(Exercise text):
Since the rain had stopped, we wandered in a direction we hadn’t gone before and ended up in The Professors’ Garden of the Jagiellonian University, an institution founded in 1364 by King Casimir III The Great (he of the huge salt bust Ted photographed yesterday). It is the oldest university in Poland, and one of the oldest continuously operating universities in the world.



The time capsule in the garden was placed for the university’s 650th anniversary.

Since we had specifically chosen not to visit Auschwitz or Schindler’s Factory while in Kraków, we haven’t seen much reference to WWII (which was ubiquitous in Warsaw). The serene green space called The Professors’ Garden unexpectedly changed that.
The signs below are only about 1/3 of those on display, interspersed with lush green grass, fragrant spring lilacs, and statues of academics. There was a palpable sense of disconnect between nature’s beauty and human ugliness.







Those arrested, confined, and – in the case of Jewish professors – murdered, had committed no crime except that of teaching.
It really makes one ask why the idea of people being educated scares fascist regimes so much.

(Excerpted records):

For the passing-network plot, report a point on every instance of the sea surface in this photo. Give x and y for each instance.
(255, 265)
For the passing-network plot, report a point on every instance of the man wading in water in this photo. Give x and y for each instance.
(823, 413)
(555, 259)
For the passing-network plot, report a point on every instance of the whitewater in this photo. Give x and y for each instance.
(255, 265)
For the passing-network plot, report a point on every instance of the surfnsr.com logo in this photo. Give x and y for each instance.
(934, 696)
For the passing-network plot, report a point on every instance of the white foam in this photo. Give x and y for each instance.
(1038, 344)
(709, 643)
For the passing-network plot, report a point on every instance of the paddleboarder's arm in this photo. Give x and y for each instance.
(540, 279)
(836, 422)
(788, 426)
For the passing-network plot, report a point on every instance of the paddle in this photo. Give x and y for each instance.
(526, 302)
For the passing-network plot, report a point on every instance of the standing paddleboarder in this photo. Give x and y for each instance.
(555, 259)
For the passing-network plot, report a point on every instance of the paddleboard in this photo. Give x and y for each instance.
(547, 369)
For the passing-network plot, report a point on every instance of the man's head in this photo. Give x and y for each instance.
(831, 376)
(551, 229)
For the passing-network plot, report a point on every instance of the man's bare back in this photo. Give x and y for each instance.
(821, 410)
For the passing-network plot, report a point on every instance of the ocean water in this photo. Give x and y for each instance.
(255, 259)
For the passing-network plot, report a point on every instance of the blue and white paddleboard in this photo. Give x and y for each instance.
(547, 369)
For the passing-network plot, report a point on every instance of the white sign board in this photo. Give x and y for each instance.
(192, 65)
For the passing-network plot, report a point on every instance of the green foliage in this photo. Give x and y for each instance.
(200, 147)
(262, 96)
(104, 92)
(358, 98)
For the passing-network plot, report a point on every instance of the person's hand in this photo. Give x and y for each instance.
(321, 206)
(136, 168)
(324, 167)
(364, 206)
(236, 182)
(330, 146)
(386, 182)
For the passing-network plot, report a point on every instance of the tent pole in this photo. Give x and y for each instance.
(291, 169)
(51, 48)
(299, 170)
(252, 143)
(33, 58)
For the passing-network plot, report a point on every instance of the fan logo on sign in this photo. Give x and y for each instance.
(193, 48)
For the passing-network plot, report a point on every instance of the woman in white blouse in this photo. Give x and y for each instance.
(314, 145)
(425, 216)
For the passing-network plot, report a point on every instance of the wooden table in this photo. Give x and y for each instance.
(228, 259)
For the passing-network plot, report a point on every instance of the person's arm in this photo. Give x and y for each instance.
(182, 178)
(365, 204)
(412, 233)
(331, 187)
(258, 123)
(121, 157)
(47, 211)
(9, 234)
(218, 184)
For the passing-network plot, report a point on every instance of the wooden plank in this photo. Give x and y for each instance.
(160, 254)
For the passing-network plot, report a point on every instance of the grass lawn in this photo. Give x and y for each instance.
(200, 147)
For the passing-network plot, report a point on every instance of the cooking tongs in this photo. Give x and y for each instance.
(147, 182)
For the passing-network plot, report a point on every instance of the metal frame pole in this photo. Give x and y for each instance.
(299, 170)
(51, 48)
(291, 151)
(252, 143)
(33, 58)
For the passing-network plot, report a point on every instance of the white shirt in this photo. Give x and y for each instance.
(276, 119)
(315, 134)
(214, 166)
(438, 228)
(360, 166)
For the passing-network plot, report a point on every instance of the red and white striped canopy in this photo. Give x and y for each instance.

(Activities):
1: Answer these questions from the Professors' Garden text:
(a) Who founded the Jagiellonian University, and in what year?
(b) Which of the university's anniversaries was the time capsule placed for?
(c) Roughly what share of the signs on display do the ones shown make up?
2: Please continue the Professors' Garden text, starting after its last sentence.
The rows have nothing to do with the Professors' Garden text.

(Answers to the problems):
1:
(a) King Casimir III The Great, in 1364.
(b) Its 650th anniversary.
(c) About 1/3.

2:
Around the corner, but still on the compact campus, a statue of Copernicus, “the most famous alumnus of this school” who attended university here from 1491-1495 before going on to Bologna, Padua, and Ferrara. Pope John Paul II was also an alumnus, just not as famous as Copernicus.


Around another corner and we were at the Gothic style Basilica of Francis of Assisi and its Franciscan monastery, founded in the first half of the 13th century. We were intrigued by the discolouration of its copper roof.

This makes three monasteries we’ve seen so far – Pauline, Augustine, and now Franciscan – all within the UNESCO Heritage area perimeter.
Mass was being held, so we went first into the cloisters.
When walking through the cloister areas, we had to keep reminding ourselves that the walls were not originally white. The frescoes of which we now only see remnants would have covered the walls completely, creating a space at once both much more colourful and much darker.


Once we did get into the chancel of the church there was certainly no lack of colour.








We appreciate when there are models available for buildings that are just too big to photograph in their entirety. Here is the layout of the Franciscan complex.

And here is our best overview. Ted did a pretty great job of getting risking standing in the middle of the road to get it all.

En route back to our hotel we passed our fourth monastery, this time the Basilica of the Holy Trinity, a part of the Dominican Priory complex of Poland’s first Dominican Order, established in 1222CE.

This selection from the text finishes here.